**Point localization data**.
════════════════
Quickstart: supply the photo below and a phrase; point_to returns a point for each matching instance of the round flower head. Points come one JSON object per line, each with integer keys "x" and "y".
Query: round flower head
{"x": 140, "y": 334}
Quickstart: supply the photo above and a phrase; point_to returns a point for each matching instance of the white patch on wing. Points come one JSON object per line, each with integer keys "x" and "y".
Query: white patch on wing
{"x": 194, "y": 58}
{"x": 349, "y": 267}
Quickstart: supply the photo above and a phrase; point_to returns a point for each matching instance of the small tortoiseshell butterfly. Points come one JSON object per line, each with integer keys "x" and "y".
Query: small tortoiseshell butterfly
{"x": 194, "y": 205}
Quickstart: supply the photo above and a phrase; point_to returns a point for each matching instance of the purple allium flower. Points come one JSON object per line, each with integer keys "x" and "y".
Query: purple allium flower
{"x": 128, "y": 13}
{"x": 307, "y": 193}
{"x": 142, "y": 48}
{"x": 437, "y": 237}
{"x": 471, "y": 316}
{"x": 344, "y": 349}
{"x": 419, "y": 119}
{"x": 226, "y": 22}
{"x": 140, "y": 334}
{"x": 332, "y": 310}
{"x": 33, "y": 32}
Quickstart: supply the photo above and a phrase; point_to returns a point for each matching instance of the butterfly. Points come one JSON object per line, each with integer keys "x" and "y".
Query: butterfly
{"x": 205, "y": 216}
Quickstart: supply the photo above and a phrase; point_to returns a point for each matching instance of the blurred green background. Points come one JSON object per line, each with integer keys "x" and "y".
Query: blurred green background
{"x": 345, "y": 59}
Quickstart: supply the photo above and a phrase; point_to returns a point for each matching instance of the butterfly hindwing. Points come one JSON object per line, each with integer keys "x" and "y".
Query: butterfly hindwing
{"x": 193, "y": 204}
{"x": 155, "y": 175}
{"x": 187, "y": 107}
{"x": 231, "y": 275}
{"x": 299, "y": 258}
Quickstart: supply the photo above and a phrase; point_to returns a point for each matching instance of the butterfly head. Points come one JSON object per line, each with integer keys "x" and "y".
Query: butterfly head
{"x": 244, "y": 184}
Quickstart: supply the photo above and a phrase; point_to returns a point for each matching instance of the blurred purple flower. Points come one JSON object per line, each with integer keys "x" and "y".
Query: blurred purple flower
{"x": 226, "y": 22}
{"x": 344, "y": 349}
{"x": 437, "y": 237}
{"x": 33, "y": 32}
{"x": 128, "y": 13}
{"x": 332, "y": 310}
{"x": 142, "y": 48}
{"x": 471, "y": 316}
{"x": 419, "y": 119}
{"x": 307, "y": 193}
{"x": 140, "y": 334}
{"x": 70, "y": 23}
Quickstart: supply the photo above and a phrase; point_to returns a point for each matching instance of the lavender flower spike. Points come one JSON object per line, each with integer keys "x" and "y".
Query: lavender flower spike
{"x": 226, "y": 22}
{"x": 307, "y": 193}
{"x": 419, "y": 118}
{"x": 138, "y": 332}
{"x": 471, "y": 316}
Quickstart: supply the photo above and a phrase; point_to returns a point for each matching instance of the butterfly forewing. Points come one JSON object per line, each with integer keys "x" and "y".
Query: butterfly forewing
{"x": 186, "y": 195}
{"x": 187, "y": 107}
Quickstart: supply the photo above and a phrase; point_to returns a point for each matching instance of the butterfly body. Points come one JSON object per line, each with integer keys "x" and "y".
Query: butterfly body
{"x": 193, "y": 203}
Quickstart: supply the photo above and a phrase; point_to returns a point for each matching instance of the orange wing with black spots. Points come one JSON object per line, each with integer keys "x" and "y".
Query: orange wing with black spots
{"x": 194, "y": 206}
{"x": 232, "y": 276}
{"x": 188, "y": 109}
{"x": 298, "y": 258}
════════════════
Print all the data above word for word.

**YOUR RESPONSE**.
Quickstart: supply the photo below and a phrase; point_to returns a point for each matching instance of the round flower head. Points come one JSON object per line, each with integer keys "x" and "y".
Query: round flower head
{"x": 140, "y": 334}
Quickstart: supply the photo above and a phrase; point_to returns a point for each matching instance of the white patch on wing. Points come one JSON object per line, each with integer keys "x" and "y".
Query: white patch on wing
{"x": 194, "y": 58}
{"x": 349, "y": 267}
Quickstart: supply the photo above and a phrase; point_to returns a point for each matching instance of the small tortoiseshell butterfly. Points come one JSON object per line, each with integer keys "x" and "y".
Query: small tortoiseshell butterfly
{"x": 194, "y": 205}
Quickstart: supply the photo above and a phrase; point_to returns a point for each matching instance of the purple allium flower. Points come one JSON object per line, each with integer keys "x" and "y".
Query: purple allium flower
{"x": 128, "y": 13}
{"x": 307, "y": 193}
{"x": 142, "y": 48}
{"x": 437, "y": 237}
{"x": 471, "y": 316}
{"x": 344, "y": 349}
{"x": 419, "y": 119}
{"x": 226, "y": 22}
{"x": 140, "y": 334}
{"x": 332, "y": 310}
{"x": 33, "y": 32}
Quickstart: supply the photo above and a phrase; point_to returns a point for each matching instance of the butterfly. Points come one JSON object per line, each with integer keys "x" and "y".
Query: butterfly
{"x": 205, "y": 216}
Quickstart: supply the photo above and a phrase; point_to returns a point for each matching instance of the blurred green background. Points come one JSON object per line, each with integer keys "x" and "y".
Query: blurred green background
{"x": 345, "y": 59}
Quickstart: supply the photo above and a phrase; point_to returns a point for each matching instance of the butterfly hindwing. Points come one JSON object per line, each with integer keys "x" and "y".
Query: butterfly hindwing
{"x": 193, "y": 204}
{"x": 155, "y": 175}
{"x": 187, "y": 107}
{"x": 231, "y": 275}
{"x": 299, "y": 258}
Quickstart: supply the photo above and a phrase; point_to returns a point for each matching instance of the butterfly head. Points come one JSON object per line, each with integer keys "x" and "y".
Query: butterfly head
{"x": 244, "y": 184}
Quickstart: supply the photo above and a phrase; point_to returns a point for each matching instance of the blurred purple flower. Points come one JSON object per line, each with integer keys "x" and "y".
Query: blurred purple flower
{"x": 226, "y": 22}
{"x": 344, "y": 349}
{"x": 437, "y": 237}
{"x": 33, "y": 32}
{"x": 128, "y": 13}
{"x": 332, "y": 310}
{"x": 142, "y": 48}
{"x": 471, "y": 316}
{"x": 419, "y": 119}
{"x": 307, "y": 193}
{"x": 140, "y": 334}
{"x": 70, "y": 23}
Quickstart: supply the photo above and a phrase; point_to returns a point for each matching instance of the lavender flower spike. Points come one JSON object per line, each with integer keys "x" and "y".
Query: lavender flower spike
{"x": 226, "y": 22}
{"x": 307, "y": 193}
{"x": 419, "y": 118}
{"x": 138, "y": 332}
{"x": 471, "y": 316}
Quickstart: supply the photo above and a phrase; point_to returns a point for each matching instance of the butterfly forewing. Points come one JSON object per line, each with integer keys "x" and "y".
Query: butterfly forewing
{"x": 186, "y": 195}
{"x": 187, "y": 107}
Quickstart: supply the photo above and a phrase; point_to returns a point for each matching instance of the butterfly body. Points come one JSON object per line, each with integer keys "x" and "y".
Query: butterfly body
{"x": 193, "y": 203}
Quickstart: supply the photo above and a phrase; point_to returns a point for each matching instance of the orange wing with black spots. Points come one JSON object per line, each with integer keys "x" and "y".
Query: orange wing with black spots
{"x": 194, "y": 206}
{"x": 232, "y": 276}
{"x": 188, "y": 109}
{"x": 298, "y": 258}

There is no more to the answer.